Source information:
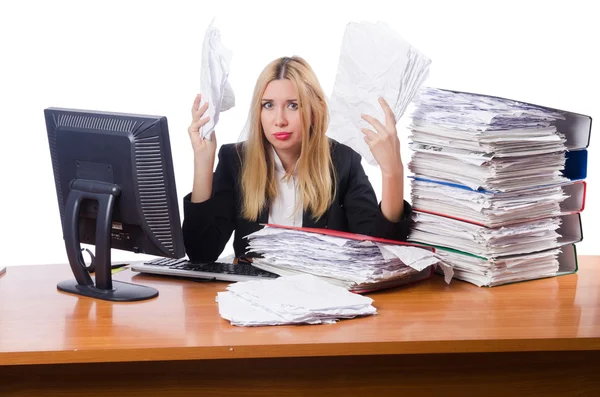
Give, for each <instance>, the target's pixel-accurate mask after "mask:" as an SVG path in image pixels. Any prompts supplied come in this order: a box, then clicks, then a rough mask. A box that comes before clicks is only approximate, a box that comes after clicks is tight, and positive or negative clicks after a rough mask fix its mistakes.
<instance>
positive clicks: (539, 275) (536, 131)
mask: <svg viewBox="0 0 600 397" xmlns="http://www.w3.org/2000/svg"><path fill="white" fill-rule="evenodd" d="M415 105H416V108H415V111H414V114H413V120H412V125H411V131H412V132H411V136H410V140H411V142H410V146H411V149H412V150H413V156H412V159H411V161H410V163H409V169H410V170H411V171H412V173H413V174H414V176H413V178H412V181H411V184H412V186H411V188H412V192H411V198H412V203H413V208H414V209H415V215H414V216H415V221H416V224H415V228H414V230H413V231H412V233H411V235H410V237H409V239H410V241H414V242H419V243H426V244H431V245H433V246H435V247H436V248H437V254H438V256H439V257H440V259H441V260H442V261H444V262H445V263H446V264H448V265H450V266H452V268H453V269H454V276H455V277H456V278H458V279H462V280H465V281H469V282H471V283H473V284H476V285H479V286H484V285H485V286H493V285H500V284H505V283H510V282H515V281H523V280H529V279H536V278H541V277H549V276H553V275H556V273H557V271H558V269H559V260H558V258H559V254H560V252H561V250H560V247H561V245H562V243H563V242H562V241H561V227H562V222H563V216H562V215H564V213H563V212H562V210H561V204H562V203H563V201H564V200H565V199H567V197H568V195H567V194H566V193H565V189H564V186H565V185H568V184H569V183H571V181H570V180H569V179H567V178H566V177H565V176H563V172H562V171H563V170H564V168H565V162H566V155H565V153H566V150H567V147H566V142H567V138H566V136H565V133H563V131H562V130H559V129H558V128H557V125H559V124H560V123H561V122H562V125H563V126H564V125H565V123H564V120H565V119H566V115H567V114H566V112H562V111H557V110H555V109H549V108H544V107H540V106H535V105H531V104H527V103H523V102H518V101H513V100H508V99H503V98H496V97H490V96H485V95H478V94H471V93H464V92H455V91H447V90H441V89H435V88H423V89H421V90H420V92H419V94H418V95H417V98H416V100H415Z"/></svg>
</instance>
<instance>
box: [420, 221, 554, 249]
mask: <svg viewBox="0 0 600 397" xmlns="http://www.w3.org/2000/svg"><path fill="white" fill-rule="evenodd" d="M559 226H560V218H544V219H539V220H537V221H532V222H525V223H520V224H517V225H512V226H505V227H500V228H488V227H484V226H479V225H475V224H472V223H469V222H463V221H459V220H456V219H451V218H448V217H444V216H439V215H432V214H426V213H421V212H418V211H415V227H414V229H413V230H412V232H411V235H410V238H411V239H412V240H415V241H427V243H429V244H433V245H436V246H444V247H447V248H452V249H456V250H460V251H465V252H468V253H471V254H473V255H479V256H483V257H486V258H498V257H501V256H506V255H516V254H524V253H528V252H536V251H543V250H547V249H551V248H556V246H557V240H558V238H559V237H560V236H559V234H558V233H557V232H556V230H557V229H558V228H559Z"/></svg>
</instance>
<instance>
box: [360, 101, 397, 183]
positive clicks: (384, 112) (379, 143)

Problem:
Copy out every line of the data above, taking care to leave the pictures out.

Exercise answer:
Give, for each <instance>, the target's pixel-accurate mask after "mask:" as an SVG path in image pixels. Any prompts supplied come in this order: a box, then clicks, then a rough mask. A box that comes before clicks is only approximate, a box that comes after clicks is tight, and positive or negative clicks after a rough mask fix its mistakes.
<instance>
positive clicks: (539, 275) (536, 131)
mask: <svg viewBox="0 0 600 397" xmlns="http://www.w3.org/2000/svg"><path fill="white" fill-rule="evenodd" d="M415 105H416V108H415V111H414V114H413V120H412V125H411V131H412V132H411V136H410V140H411V142H410V146H411V149H412V150H413V156H412V159H411V161H410V163H409V169H410V170H411V171H412V173H413V174H414V176H413V178H412V181H411V184H412V186H411V188H412V192H411V198H412V203H413V208H414V209H415V215H414V216H415V221H416V224H415V228H414V230H413V231H412V233H411V235H410V237H409V239H410V241H414V242H419V243H426V244H431V245H433V246H435V247H436V248H437V254H438V256H439V257H440V259H441V260H442V261H444V262H445V263H446V264H448V265H450V266H452V268H453V269H454V276H455V277H456V278H458V279H462V280H465V281H469V282H471V283H473V284H476V285H479V286H484V285H485V286H493V285H500V284H505V283H510V282H515V281H523V280H529V279H536V278H541V277H549V276H553V275H556V273H557V271H558V269H559V260H558V258H559V254H560V252H561V250H560V247H561V245H562V243H563V242H562V241H561V227H562V222H563V216H562V215H564V213H563V212H562V210H561V204H562V203H563V201H564V200H565V199H567V197H568V195H567V194H566V193H565V189H564V186H565V185H568V184H569V183H571V181H570V180H569V179H567V178H566V177H565V176H563V172H562V171H563V170H564V168H565V162H566V155H565V153H566V150H567V147H566V142H567V138H566V136H565V133H563V131H562V130H559V129H558V128H557V125H559V124H560V123H561V122H562V125H563V126H564V125H565V123H564V120H565V119H566V115H567V114H566V112H562V111H557V110H555V109H549V108H544V107H540V106H535V105H531V104H527V103H523V102H518V101H513V100H508V99H503V98H496V97H490V96H485V95H478V94H471V93H464V92H455V91H447V90H441V89H435V88H423V89H421V90H420V92H419V94H418V95H417V98H416V100H415Z"/></svg>
</instance>
<instance>
box: [420, 221, 554, 249]
mask: <svg viewBox="0 0 600 397" xmlns="http://www.w3.org/2000/svg"><path fill="white" fill-rule="evenodd" d="M559 226H560V218H544V219H539V220H537V221H532V222H525V223H520V224H517V225H512V226H505V227H500V228H488V227H484V226H479V225H475V224H472V223H469V222H463V221H459V220H456V219H451V218H448V217H444V216H439V215H432V214H426V213H421V212H418V211H415V227H414V229H413V230H412V232H411V235H410V238H411V239H412V240H415V241H427V243H429V244H433V245H436V246H444V247H447V248H452V249H456V250H460V251H465V252H468V253H471V254H473V255H479V256H483V257H486V258H498V257H501V256H506V255H516V254H524V253H528V252H536V251H543V250H547V249H551V248H556V246H557V240H558V238H559V237H560V236H559V234H558V233H557V232H556V230H557V229H558V228H559Z"/></svg>
</instance>
<instance>
box: [360, 101, 397, 183]
positive clicks: (384, 112) (379, 143)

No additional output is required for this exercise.